#### [Document section]
*** Block opens ***
The stock market is not affected by what has happened in the past but by what lies in the future. Hence, when investing in the stock market, look for companies where you can see earnings potential. You can differentiate the company’s stock based on the nature of the business. Some businesses require lower capital and have the potential to scale and generate higher revenue and profit. They are volatile and prone to macroeconomic situations. However, they can grow their stock price as the business grows, appreciating your portfolio value.
TSX stocks showing no signs of slowing
I have identified three companies that are growing double-digit and show no signs of slowing. They are long-term growth stocks that you can consider buying and holding for the next three to five years to generate some sizeable returns.
Descartes Systems
Descartes Systems (TSX:DSG) is an evergreen growth stock as the need for its supply chain management solutions keeps growing. Trade and logistics are becoming ever more complex, with geopolitical tensions shifting the global supply chain. Moreover, e-commerce is driving the demand for shorter delivery times and doorstep logistics. Hence, Descartes enjoys double-digit revenue growth. Since the pandemic, it has also improved its adjusted earnings before interest, taxes, depreciation, and amortization (EBITDA) margin from 34% in 2019 to 43% in fiscal 2024.
*** Block closes ***
#### [Data extract]
*** Block opens ***
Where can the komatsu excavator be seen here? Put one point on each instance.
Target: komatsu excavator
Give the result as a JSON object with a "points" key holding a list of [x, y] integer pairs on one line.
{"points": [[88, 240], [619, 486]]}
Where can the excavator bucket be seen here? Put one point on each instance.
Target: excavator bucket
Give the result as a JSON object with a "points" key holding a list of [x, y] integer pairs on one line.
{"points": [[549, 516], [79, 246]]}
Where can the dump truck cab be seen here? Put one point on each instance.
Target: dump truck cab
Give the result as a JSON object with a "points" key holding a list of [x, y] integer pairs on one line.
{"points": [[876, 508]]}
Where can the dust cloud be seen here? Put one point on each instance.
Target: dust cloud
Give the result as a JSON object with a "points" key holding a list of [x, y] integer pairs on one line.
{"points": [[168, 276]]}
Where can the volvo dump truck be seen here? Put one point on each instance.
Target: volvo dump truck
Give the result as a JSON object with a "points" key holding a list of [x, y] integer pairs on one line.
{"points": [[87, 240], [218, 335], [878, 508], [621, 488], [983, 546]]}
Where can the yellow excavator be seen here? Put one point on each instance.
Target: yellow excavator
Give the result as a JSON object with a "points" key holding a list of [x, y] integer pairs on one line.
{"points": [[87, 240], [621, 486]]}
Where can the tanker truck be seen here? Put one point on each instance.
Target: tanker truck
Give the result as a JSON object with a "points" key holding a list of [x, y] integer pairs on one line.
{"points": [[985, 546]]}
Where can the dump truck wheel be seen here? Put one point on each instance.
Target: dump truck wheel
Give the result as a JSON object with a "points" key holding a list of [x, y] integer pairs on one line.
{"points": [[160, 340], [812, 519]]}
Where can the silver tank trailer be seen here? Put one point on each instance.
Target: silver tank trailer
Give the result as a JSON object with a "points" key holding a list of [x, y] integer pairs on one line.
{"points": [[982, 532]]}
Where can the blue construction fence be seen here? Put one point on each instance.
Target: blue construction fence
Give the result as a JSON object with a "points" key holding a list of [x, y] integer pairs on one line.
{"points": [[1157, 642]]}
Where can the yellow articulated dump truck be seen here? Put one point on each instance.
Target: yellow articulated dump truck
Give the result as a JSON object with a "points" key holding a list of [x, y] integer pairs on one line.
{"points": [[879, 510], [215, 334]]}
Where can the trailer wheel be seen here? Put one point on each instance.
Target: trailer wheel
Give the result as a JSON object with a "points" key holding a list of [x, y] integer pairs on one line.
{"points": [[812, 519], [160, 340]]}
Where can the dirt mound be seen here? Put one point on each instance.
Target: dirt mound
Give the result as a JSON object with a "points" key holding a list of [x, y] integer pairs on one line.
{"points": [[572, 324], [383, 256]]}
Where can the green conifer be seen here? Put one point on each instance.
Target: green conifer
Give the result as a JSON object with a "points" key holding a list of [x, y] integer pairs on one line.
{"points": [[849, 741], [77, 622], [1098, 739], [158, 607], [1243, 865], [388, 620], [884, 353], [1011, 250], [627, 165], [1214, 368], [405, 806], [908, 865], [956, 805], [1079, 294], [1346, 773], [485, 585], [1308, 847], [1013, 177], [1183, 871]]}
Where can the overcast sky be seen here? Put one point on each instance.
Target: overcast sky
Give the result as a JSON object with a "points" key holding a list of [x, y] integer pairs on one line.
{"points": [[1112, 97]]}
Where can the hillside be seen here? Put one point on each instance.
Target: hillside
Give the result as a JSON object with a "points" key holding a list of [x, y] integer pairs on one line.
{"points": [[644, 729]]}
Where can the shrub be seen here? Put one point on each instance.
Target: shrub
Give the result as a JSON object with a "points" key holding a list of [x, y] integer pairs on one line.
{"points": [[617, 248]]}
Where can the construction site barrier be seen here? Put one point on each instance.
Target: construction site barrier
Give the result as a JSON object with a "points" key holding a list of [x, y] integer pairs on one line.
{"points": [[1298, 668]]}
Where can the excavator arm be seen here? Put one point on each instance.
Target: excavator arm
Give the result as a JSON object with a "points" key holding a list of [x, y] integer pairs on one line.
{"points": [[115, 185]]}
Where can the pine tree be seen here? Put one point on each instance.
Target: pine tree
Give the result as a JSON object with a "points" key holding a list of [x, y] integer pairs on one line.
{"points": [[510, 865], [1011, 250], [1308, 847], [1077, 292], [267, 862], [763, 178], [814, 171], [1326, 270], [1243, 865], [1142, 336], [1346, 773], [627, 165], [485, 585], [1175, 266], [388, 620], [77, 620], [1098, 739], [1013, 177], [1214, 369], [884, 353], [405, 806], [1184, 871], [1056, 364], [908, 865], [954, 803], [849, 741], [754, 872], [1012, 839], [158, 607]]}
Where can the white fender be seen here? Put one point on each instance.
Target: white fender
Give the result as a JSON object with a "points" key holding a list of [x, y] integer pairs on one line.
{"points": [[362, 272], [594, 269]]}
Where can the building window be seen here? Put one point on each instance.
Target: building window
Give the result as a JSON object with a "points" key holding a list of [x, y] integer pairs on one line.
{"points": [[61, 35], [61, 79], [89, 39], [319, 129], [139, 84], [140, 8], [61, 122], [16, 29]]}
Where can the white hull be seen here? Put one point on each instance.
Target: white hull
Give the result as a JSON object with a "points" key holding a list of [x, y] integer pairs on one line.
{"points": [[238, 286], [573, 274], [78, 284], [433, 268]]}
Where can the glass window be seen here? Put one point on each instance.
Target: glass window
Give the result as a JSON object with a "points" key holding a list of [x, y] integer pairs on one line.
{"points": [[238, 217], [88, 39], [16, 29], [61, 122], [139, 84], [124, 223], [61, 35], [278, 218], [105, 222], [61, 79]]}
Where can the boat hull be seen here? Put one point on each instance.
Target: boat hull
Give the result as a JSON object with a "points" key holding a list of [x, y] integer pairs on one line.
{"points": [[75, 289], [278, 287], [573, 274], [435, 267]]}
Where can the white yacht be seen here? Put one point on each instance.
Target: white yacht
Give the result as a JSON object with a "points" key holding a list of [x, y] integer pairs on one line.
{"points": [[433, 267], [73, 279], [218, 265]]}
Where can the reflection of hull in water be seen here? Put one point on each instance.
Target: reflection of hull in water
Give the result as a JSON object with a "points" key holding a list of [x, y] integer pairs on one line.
*** Block closes ***
#### [Work instruction]
From the article on TSX growth stocks, reproduce word for word the passage starting with "TSX stocks showing" and going on through "some sizeable returns.".

#### [Solution]
TSX stocks showing no signs of slowing
I have identified three companies that are growing double-digit and show no signs of slowing. They are long-term growth stocks that you can consider buying and holding for the next three to five years to generate some sizeable returns.